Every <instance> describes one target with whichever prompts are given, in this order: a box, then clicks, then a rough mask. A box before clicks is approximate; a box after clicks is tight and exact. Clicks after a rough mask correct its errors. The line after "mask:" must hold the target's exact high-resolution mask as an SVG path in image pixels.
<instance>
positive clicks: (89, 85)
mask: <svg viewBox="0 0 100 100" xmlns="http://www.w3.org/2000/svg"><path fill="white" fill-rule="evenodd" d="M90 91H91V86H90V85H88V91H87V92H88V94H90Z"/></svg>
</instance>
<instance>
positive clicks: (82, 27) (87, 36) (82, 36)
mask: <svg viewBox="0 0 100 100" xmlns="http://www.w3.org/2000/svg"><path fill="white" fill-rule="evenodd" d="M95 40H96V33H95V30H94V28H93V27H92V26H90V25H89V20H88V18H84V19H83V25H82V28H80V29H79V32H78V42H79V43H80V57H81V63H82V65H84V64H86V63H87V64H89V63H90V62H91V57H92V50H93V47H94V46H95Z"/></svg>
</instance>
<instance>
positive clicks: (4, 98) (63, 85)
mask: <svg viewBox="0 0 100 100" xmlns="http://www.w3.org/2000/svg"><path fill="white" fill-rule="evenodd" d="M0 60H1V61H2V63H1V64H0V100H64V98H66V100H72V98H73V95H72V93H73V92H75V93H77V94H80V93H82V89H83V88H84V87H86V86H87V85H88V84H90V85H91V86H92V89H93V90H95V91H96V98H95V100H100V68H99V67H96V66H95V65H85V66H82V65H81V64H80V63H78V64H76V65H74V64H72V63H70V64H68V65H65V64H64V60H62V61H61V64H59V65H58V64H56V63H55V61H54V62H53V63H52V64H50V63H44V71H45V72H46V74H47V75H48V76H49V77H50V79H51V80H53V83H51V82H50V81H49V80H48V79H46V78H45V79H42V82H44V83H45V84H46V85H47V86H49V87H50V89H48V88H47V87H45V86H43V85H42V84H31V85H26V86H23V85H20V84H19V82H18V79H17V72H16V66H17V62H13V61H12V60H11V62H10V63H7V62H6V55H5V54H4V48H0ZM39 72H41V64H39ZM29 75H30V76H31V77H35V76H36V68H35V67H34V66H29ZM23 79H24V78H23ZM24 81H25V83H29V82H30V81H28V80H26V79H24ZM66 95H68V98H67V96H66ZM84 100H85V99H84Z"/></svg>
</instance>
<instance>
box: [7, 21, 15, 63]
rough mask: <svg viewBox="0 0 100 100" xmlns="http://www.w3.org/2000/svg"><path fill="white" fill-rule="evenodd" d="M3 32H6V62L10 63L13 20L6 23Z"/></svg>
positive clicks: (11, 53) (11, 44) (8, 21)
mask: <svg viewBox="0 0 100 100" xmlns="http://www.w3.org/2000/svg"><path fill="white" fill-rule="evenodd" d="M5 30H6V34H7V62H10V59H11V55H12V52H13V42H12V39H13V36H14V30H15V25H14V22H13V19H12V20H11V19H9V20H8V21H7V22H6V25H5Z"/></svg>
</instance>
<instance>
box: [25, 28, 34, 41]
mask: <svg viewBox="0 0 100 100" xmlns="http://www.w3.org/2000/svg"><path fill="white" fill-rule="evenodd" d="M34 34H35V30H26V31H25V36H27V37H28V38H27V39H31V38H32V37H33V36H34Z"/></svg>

+ + + + +

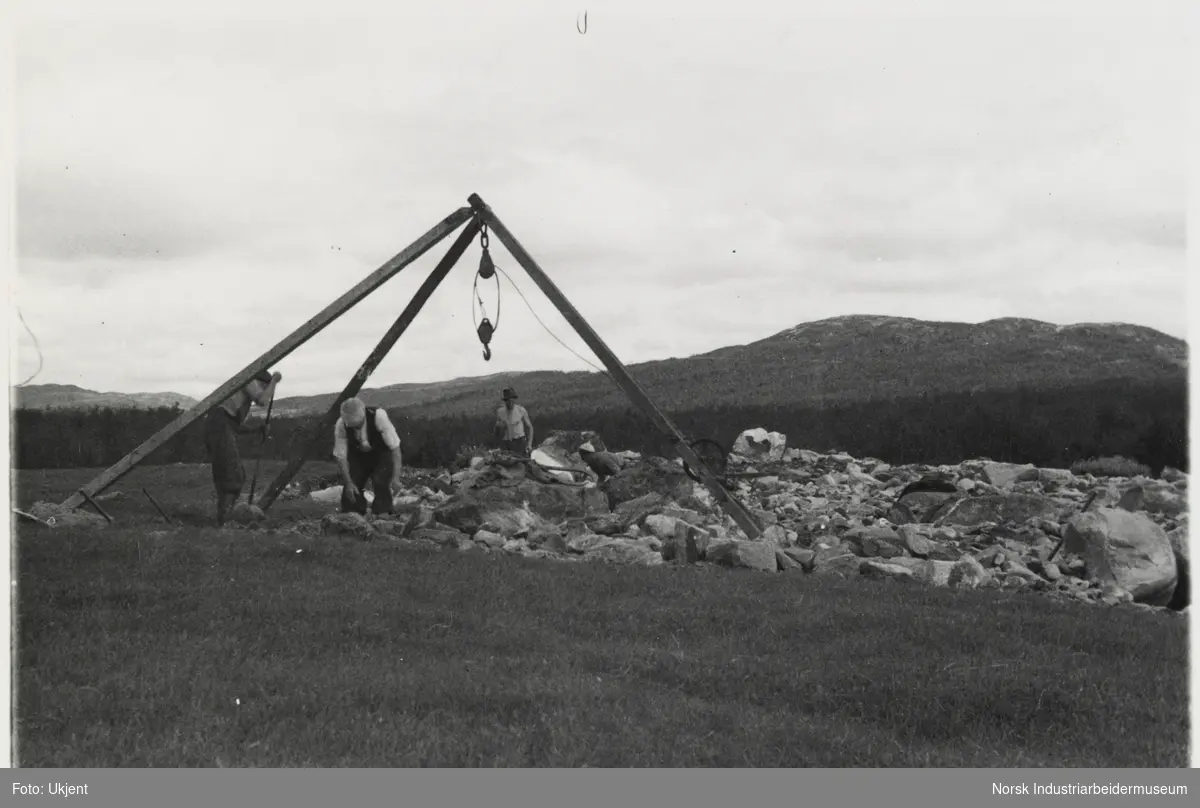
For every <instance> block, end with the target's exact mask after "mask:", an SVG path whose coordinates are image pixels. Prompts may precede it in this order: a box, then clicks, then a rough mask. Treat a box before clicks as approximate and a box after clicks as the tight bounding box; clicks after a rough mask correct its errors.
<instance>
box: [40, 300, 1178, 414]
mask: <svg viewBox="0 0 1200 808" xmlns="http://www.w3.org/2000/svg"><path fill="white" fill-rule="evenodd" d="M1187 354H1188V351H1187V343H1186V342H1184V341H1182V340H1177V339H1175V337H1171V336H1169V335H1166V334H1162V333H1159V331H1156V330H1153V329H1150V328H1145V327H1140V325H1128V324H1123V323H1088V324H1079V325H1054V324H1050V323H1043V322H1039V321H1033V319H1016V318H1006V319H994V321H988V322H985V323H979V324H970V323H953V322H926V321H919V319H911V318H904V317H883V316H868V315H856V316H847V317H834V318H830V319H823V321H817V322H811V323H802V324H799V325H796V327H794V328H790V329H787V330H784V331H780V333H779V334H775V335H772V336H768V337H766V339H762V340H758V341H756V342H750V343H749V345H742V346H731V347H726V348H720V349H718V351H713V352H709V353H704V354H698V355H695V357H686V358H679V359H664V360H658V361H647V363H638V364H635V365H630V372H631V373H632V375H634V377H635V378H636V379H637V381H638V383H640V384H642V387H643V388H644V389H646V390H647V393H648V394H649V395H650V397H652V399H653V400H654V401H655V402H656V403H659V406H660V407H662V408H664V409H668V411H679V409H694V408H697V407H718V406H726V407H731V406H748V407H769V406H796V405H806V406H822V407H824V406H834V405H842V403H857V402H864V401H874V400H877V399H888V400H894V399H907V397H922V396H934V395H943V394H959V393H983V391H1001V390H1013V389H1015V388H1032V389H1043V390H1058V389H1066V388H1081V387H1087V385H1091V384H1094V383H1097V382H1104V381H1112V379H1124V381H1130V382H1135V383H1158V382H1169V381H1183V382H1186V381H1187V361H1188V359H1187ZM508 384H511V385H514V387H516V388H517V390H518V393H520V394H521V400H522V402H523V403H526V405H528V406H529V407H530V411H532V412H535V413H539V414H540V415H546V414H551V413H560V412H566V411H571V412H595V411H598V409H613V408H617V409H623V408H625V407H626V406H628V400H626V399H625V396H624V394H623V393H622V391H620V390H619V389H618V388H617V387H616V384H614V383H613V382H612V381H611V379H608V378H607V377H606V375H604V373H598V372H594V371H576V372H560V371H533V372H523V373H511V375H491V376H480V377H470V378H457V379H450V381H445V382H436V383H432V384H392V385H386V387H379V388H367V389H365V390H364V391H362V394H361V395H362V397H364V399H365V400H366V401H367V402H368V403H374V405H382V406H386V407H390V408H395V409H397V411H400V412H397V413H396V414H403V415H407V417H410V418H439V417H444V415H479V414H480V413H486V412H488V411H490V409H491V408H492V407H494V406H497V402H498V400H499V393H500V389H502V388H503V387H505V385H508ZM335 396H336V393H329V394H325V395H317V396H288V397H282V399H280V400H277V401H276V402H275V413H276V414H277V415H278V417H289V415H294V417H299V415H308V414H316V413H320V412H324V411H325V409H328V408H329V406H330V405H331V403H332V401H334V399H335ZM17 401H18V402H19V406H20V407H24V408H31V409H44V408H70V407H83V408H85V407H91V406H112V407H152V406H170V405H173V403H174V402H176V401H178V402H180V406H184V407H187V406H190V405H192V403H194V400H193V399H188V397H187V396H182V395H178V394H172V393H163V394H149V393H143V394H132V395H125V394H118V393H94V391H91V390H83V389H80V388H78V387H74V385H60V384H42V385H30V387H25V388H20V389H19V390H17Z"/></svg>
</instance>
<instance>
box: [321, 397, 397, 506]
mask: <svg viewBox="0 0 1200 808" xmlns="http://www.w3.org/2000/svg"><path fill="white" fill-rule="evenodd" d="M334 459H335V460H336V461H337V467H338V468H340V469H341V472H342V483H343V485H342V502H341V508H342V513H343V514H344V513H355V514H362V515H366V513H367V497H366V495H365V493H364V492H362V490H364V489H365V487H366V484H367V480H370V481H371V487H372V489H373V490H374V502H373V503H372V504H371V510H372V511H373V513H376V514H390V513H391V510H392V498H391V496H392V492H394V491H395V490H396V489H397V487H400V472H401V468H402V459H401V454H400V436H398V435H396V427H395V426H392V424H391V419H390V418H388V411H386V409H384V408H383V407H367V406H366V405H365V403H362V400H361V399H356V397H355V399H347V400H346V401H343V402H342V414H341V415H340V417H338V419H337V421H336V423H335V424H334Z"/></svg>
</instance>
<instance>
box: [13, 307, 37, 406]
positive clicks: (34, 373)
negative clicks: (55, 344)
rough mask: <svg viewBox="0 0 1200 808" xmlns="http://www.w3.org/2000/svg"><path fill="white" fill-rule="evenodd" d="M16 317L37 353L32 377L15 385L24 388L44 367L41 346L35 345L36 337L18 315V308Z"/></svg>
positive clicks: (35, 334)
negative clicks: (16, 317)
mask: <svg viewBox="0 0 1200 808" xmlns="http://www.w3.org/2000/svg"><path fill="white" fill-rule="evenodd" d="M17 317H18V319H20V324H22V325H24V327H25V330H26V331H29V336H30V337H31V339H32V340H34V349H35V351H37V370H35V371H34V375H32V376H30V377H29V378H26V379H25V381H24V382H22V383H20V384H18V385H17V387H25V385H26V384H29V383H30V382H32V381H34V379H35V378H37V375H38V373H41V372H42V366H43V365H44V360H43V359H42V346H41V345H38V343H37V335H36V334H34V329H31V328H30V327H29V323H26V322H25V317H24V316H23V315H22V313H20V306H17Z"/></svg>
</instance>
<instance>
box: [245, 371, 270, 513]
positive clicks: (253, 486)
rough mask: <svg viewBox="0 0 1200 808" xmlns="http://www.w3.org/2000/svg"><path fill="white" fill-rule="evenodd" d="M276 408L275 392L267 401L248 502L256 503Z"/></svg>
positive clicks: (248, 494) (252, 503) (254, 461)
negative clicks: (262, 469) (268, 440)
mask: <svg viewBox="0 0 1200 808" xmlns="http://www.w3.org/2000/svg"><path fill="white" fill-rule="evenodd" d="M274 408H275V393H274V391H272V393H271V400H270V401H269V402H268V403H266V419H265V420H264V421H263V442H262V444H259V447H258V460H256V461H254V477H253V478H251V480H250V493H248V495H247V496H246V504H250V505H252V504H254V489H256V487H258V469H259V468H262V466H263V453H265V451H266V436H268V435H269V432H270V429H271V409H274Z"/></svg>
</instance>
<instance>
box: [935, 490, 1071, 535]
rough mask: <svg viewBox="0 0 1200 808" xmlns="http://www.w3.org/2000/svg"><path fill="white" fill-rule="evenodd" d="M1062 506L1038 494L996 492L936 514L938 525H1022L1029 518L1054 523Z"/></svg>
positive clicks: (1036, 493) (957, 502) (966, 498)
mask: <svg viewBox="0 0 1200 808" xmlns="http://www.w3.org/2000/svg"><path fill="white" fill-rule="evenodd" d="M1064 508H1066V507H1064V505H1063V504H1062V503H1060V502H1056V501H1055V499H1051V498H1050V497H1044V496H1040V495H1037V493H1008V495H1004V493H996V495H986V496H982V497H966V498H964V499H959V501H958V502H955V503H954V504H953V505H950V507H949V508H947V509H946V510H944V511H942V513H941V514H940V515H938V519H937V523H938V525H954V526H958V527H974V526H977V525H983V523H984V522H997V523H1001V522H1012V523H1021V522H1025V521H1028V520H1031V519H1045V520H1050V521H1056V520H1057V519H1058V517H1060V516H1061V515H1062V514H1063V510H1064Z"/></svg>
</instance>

+ + + + +

Return exactly the lines above from the line that has "box: [13, 307, 37, 406]" through the line that has "506L1038 494L996 492L936", inclusive, and nothing else.

box: [13, 307, 37, 406]
positive clicks: (34, 373)
negative clicks: (55, 344)
rough mask: <svg viewBox="0 0 1200 808" xmlns="http://www.w3.org/2000/svg"><path fill="white" fill-rule="evenodd" d="M16 317L37 353L32 377L15 385L24 388L44 367L41 346L35 345L36 337L18 315V308Z"/></svg>
positive clicks: (35, 334)
negative clicks: (16, 317)
mask: <svg viewBox="0 0 1200 808" xmlns="http://www.w3.org/2000/svg"><path fill="white" fill-rule="evenodd" d="M17 317H18V319H20V324H22V325H24V327H25V330H26V331H29V336H30V337H31V339H32V340H34V349H35V351H37V370H35V371H34V375H32V376H30V377H29V378H26V379H25V381H24V382H22V383H20V384H18V385H17V387H25V385H26V384H29V383H30V382H32V381H34V379H35V378H37V375H38V373H41V372H42V366H43V365H44V360H43V359H42V346H41V345H38V343H37V335H36V334H34V329H31V328H30V327H29V323H26V322H25V317H24V316H23V315H22V313H20V306H17Z"/></svg>
</instance>
<instance>
box: [245, 371, 270, 513]
positive clicks: (253, 486)
rough mask: <svg viewBox="0 0 1200 808" xmlns="http://www.w3.org/2000/svg"><path fill="white" fill-rule="evenodd" d="M276 408L275 392L267 401L248 502L256 503Z"/></svg>
positive clicks: (248, 494) (252, 503) (254, 461)
negative clicks: (262, 469) (268, 440)
mask: <svg viewBox="0 0 1200 808" xmlns="http://www.w3.org/2000/svg"><path fill="white" fill-rule="evenodd" d="M274 408H275V393H274V391H272V393H271V400H270V401H269V402H268V403H266V419H265V420H264V421H263V442H262V444H259V447H258V460H256V461H254V477H253V478H251V480H250V493H248V495H247V496H246V504H250V505H252V504H254V489H256V487H258V469H259V468H262V466H263V453H265V451H266V436H268V435H269V432H270V429H271V409H274Z"/></svg>
</instance>
<instance>
box: [935, 490, 1071, 535]
rough mask: <svg viewBox="0 0 1200 808" xmlns="http://www.w3.org/2000/svg"><path fill="white" fill-rule="evenodd" d="M1062 506L1038 494L996 492L936 514L938 525H1022L1029 518L1054 523Z"/></svg>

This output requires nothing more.